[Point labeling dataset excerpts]
:::::

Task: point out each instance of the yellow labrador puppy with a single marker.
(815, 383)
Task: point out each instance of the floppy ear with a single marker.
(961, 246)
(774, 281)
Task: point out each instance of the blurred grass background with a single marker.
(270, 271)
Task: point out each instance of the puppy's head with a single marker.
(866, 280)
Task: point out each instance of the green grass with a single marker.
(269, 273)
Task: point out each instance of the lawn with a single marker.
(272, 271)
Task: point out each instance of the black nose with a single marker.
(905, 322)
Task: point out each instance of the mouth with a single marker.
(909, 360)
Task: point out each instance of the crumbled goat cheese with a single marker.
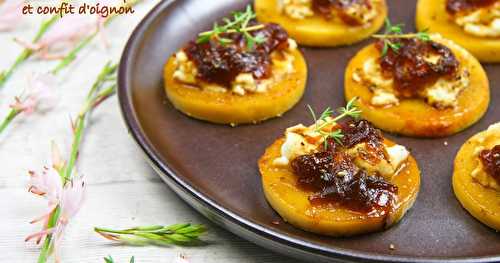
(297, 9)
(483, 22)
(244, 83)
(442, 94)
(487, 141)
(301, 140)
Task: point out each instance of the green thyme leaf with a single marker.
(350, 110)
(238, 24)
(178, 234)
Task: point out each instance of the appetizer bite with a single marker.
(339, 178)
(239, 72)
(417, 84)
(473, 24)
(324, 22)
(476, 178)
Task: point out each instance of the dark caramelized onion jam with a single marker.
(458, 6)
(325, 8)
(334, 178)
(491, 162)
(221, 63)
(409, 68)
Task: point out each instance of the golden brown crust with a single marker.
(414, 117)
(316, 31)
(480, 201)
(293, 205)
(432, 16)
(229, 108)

:::::

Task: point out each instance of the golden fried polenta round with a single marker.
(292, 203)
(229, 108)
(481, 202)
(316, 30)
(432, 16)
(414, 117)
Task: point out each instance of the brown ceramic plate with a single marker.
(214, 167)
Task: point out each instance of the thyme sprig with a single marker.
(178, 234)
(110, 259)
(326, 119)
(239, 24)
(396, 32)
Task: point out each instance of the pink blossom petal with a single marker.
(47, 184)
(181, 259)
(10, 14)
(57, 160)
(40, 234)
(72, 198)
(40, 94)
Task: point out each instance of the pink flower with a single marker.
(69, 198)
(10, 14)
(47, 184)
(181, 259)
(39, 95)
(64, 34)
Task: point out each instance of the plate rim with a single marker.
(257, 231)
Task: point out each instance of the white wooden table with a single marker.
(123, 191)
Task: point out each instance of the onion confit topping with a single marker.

:::::

• To do: Pick out every line in the listing that contains the string "pink", and copy each one.

• Response to the task:
Task: point out each instance of the pink blossom petal with a single marker.
Task: point out each instance of the pink flower with a single marker.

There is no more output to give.